• [Tasks to perform]
1. Reproduce the patent claims from "2. The method" up to and including "of said cracks.".
2. Find every line in the rows that contains the word "separate", and copy each of those lines.

• [Supplied text]

Attorney, Agent or Firm: Shlesinger Fitzsimmons Shlesinger
Claims
What is claimed is:
1. Method for making aluminum or aluminum alloy material electroplated with
an iron alloy containing 2-20 weight % of chromium, which comprises:
electroplating the material with the iron alloy containing 2-20 weight % of
chromium to form an electroplated surface with cracks then,
heat-treating the electroplated material at a temperature between about 450
and about 650.degree. C., producing an inter-diffusion layer at a boundary
area between a surface of the material and the iron alloy electroplated on
the surface, and
succeedingly cooling the electroplated material.
2. The method as claimed in claim 1, in which the cooling of the
electroplated material is conducted at a cooling speed of more than about
60.degree. C. per minute to effect growing of said cracks.
3. The method as claimed in claim 1, in which the cooling of the
electroplated material is conducted at a cooling speed of more than
5.degree. C. per minute and less than about 60.degree. C. per minute to
maintain the cracks as they are.
4. Method for making an aluminum or aluminum alloy material electroplated
with an iron alloy containing 2-20 weight % of chromium, which comprises;
electroplating the material with the iron alloy containing 2-20 weight % of
chromium to form an electroplated surface with cracks, and
applying to the electroplated surface a thermoplastic resin for coating
said surface of the material and impregnating the cracks therein.
5. Method for making an aluminum or aluminum alloy material electroplated
with an iron alloy containing 2-20 weight % of chromium, which comprises;
electroplating the material with the iron alloy containing 2-20 weight % of
chromium to form an electroplated surface with cracks, and
applying to and coating the electroplated surface with a thermosetting
resin mixed with lubricating solid particles for impregnating the cracks
in said surface.

• [Listing]
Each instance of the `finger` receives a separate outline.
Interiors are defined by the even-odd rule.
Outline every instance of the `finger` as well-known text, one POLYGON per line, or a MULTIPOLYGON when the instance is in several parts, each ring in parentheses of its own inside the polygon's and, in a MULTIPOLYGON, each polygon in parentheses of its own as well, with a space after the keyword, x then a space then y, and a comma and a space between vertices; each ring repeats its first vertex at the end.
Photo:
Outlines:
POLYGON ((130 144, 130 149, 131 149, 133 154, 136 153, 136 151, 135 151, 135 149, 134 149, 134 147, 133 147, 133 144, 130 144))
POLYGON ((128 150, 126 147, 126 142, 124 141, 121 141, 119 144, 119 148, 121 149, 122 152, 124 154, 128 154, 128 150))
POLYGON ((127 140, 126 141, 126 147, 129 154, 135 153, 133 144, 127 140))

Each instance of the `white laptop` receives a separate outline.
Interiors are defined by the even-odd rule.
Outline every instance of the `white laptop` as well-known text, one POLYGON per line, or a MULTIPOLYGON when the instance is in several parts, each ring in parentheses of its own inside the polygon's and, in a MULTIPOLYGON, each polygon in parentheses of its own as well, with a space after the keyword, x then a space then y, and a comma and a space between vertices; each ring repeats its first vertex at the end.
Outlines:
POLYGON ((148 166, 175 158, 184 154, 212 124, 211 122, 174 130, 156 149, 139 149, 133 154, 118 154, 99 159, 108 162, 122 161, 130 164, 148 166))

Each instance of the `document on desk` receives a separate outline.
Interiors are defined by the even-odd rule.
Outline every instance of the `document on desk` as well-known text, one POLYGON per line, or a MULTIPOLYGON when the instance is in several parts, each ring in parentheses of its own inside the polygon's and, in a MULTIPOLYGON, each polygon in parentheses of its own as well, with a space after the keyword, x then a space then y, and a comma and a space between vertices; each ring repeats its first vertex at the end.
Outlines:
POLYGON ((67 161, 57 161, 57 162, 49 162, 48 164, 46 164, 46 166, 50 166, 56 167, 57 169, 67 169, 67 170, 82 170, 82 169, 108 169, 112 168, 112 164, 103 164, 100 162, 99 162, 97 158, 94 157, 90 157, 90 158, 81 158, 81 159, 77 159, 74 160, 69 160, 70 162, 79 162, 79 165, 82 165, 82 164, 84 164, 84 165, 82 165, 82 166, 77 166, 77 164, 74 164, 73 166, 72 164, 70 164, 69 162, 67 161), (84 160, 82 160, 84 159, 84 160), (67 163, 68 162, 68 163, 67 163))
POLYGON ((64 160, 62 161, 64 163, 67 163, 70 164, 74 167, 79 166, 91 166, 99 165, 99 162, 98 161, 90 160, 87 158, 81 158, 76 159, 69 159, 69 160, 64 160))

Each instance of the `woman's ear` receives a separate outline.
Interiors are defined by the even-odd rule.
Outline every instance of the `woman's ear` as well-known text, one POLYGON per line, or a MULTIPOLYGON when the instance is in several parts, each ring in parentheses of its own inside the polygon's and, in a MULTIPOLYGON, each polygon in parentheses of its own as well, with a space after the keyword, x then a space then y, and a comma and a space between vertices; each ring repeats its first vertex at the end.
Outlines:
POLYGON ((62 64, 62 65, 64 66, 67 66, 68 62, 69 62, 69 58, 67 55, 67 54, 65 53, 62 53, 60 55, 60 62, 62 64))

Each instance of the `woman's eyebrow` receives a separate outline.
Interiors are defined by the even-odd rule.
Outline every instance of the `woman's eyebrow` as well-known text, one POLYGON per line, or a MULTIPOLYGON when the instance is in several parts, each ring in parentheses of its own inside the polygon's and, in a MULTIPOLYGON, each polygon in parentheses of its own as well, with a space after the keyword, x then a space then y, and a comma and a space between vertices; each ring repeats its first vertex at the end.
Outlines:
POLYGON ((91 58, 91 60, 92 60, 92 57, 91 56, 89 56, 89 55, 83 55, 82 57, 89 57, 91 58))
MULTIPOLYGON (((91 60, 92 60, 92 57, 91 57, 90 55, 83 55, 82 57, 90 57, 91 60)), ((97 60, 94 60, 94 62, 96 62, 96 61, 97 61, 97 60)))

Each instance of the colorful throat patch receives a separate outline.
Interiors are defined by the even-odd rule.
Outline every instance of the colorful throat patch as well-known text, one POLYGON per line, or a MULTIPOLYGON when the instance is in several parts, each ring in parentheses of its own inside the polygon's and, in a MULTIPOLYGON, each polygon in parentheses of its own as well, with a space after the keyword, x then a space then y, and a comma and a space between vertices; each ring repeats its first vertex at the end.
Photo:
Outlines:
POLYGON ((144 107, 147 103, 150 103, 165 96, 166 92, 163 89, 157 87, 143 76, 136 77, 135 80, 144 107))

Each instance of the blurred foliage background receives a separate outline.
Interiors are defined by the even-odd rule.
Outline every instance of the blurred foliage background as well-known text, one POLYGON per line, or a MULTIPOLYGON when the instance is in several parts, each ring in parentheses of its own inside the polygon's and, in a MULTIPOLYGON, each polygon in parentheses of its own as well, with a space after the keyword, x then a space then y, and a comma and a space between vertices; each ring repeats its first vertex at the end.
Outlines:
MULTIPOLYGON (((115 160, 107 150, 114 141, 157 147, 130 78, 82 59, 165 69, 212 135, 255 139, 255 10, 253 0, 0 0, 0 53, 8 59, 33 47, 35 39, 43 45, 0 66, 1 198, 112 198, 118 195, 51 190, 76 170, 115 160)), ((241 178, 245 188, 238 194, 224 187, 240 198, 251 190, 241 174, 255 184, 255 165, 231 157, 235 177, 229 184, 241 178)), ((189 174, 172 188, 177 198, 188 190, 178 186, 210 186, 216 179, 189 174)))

• [Answers to each task]
1.
2. The method as claimed in claim 1, in which the cooling of the
electroplated material is conducted at a cooling speed of more than about
60.degree. C. per minute to effect growing of said cracks.

2.
Each instance of the `finger` receives a separate outline.
Each instance of the `white laptop` receives a separate outline.
Each instance of the `document on desk` receives a separate outline.
Each instance of the `woman's ear` receives a separate outline.
Each instance of the `woman's eyebrow` receives a separate outline.
Each instance of the colorful throat patch receives a separate outline.
Each instance of the blurred foliage background receives a separate outline.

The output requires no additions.